Source document:
|---|
Finance Minister Ghazi Wezni said a devaluation of the Lebanese pound to 1,507 LBP to the dollar was currently impossible.

Meanwhile, former prime minister Saad Al-Hariri said the new government should be given an opportunity to do its work, and Walid Jumblatt, president of the Progressive Socialist Party, said that “any government is better than nothing, and it is better to break boundaries than be lost in the game of nations.”

Lebanon needs international economic assistance to overcome its present crisis. This was clear in Aoun’s speech, in which he said the country needed to work to restore the trust of the international community. Wezni also said that Lebanon needed foreign help, pointing to the need for soft loans from international donors ranging from $4 billion to $5 billion to finance imports of wheat, fuel and medicines.

French President Emmanuel Macron said his country would do all it could to help Lebanon. France sponsored the Cedar 1 Conference in April 2018 that was meant to provide Lebanon with about $12 billion in grants and loans at an interest rate of 1.5 per cent from Arab and European countries and banks and international institutions to be invested in infrastructure and generating jobs.

Giving Lebanon the money promised at Cedar 1 was conditional upon reforms its guarantors dictated, however, and Lebanon has tied the grants to political conditions as well.

Mike Pompeo, the US secretary of state, told the US news agency Bloomberg that the US was ready to offer support, but only to a government committed to reforms.

The US has imposed sanctions on Hizbullah leaders and affiliates, and it removed the Lebanese Jammal Trust Bank from the US Treasury Department’s Office of Foreign Assets Control, which led to its liquidation on charges of providing banking services to Hizbullah.

The irony is that 12 ministers in the new cabinet are US nationals with ties to Washington and institutions affiliated to the US administration. Many observers believe that selecting these ministers was not a coincidence. They believe Hizbullah wanted to relay a message to the international community that it was an integral part of Lebanon and wanted to maintain good relations with the West.

Hizbullah does not want to isolate itself or Lebanon, and media reports have said that the new government was the result of communications with international bodies, prime among them the French government and the UN.
|---|
Stored dataset items:
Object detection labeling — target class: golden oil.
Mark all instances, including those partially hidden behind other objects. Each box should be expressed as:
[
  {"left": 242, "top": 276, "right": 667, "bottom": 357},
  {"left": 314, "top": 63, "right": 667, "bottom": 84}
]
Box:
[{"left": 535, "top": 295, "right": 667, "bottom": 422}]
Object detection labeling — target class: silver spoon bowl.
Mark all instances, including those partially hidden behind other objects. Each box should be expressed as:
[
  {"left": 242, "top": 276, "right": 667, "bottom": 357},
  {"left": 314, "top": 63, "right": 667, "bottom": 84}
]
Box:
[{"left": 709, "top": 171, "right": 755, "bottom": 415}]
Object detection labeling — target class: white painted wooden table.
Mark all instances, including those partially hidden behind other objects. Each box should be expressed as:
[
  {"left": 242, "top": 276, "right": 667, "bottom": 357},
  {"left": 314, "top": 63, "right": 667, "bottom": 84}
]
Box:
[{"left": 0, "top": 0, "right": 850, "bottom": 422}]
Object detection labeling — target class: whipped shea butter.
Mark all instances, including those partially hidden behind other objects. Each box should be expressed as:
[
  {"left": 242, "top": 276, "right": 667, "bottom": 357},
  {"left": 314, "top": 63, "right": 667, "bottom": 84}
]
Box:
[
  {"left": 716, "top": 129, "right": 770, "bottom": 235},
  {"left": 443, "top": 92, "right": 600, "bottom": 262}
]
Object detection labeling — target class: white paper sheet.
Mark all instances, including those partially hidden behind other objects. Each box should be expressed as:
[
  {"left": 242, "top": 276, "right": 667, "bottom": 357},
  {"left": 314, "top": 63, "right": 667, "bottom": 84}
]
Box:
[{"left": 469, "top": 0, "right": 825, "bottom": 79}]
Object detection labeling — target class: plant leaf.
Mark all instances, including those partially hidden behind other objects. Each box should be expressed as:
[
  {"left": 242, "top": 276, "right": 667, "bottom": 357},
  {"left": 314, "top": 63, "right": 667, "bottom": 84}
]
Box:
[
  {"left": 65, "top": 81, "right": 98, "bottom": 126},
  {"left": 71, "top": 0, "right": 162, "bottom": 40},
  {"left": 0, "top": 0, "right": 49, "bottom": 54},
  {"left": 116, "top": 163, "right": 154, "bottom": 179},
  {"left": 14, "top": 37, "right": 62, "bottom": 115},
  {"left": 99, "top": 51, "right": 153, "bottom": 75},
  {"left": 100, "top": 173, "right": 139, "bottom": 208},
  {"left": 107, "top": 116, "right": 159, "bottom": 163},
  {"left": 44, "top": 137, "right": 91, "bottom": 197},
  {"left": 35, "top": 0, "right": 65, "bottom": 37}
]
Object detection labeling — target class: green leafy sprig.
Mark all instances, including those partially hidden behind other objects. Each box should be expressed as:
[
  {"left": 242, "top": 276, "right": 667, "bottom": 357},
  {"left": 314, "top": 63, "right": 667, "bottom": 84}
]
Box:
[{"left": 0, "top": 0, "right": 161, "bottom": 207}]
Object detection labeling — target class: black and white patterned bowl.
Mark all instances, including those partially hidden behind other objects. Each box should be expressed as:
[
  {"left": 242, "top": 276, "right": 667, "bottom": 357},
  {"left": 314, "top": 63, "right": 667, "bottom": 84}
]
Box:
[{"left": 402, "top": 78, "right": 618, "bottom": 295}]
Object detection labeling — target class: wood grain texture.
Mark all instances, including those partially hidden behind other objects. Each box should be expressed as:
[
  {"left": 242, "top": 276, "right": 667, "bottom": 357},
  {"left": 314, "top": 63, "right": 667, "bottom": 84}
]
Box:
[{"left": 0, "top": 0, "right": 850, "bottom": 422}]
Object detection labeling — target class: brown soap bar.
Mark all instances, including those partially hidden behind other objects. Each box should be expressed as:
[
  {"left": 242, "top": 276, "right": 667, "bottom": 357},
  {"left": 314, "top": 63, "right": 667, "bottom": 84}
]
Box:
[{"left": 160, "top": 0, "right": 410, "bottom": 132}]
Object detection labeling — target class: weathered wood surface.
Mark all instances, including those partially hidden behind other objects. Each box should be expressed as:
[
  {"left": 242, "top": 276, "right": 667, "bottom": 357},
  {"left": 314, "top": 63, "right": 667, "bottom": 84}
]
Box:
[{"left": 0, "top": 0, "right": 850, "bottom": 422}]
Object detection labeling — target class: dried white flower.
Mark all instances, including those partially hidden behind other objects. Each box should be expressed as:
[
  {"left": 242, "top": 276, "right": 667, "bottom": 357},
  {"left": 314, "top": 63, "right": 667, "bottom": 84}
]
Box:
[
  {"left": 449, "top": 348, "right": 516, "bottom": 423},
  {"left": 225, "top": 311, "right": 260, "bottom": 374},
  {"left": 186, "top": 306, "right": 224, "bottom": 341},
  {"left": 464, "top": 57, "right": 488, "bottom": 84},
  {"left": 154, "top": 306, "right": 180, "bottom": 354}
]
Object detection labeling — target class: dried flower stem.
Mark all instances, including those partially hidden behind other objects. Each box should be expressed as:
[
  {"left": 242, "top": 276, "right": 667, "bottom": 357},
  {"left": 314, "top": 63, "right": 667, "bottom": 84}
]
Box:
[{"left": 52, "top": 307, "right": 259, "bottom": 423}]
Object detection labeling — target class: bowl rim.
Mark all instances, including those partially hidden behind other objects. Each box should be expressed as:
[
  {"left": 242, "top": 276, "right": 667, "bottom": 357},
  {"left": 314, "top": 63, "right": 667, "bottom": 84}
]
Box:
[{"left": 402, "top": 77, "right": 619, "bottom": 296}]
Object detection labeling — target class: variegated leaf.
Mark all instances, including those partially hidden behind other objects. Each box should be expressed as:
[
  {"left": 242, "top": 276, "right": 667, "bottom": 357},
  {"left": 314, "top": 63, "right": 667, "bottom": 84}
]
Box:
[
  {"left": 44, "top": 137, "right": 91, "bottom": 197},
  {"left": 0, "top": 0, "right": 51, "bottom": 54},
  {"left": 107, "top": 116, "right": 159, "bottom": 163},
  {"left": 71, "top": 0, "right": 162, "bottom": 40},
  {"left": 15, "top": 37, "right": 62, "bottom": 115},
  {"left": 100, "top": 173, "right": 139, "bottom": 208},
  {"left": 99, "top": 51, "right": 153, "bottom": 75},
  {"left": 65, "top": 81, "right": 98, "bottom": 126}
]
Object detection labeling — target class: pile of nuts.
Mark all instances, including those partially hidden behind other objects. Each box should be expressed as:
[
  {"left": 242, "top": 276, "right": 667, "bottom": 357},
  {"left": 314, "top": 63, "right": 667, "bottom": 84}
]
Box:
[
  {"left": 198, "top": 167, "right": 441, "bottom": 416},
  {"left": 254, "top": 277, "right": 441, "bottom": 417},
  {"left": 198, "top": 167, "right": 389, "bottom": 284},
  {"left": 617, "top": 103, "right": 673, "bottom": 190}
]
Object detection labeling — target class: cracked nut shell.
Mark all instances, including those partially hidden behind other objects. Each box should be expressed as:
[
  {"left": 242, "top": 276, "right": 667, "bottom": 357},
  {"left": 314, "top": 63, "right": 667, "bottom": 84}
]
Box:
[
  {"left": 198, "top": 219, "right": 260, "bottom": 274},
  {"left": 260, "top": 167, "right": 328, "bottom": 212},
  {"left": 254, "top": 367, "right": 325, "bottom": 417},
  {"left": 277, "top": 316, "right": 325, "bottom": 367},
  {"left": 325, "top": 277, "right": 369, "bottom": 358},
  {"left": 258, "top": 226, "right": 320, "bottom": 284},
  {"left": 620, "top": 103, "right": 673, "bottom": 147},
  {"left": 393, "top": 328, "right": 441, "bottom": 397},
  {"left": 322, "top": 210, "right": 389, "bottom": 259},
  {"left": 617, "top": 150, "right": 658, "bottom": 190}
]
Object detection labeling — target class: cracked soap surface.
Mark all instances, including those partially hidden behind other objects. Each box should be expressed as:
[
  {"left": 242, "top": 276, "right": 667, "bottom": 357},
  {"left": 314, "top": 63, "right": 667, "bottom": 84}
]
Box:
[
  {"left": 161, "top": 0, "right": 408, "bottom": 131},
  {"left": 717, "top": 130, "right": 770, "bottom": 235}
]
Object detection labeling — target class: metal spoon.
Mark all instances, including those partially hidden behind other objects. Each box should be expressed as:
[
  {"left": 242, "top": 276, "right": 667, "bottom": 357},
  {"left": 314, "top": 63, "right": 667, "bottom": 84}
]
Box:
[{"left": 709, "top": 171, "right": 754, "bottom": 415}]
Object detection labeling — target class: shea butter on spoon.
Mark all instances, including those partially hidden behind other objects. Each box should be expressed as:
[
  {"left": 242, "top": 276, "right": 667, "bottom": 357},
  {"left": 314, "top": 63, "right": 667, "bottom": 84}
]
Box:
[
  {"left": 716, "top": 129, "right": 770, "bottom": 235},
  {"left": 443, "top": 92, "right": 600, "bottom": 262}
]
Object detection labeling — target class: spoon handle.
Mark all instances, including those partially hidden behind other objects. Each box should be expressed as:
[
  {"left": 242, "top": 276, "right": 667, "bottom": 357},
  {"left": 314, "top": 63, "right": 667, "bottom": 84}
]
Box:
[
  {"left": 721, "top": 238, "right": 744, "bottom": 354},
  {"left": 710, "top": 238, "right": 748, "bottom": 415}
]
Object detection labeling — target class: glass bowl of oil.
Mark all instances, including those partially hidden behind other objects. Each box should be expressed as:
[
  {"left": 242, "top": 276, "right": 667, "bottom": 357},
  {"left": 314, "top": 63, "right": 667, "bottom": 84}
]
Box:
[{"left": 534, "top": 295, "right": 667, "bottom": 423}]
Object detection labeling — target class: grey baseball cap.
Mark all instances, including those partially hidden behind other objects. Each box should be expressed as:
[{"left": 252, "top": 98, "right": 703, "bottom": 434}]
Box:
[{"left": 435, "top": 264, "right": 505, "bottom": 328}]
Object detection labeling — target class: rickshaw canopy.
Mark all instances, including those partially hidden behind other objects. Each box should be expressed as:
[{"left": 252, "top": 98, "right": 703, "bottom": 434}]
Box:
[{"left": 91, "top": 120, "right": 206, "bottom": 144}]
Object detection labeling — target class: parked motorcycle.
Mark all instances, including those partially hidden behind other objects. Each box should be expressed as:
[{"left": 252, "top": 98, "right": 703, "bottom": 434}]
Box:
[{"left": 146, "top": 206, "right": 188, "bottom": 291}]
|---|
Task instructions:
**A)** From the article on Lebanon's new government, extract the passage between "The irony is" and "and the UN.", inclusive.
**B)** In the article on Lebanon's new government, what range of soft loans from international donors did Wezni say Lebanon needed?

Answers to this exercise:
**A)**
The irony is that 12 ministers in the new cabinet are US nationals with ties to Washington and institutions affiliated to the US administration. Many observers believe that selecting these ministers was not a coincidence. They believe Hizbullah wanted to relay a message to the international community that it was an integral part of Lebanon and wanted to maintain good relations with the West.

Hizbullah does not want to isolate itself or Lebanon, and media reports have said that the new government was the result of communications with international bodies, prime among them the French government and the UN.

**B)** From $4 billion to $5 billion, to finance imports of wheat, fuel and medicines.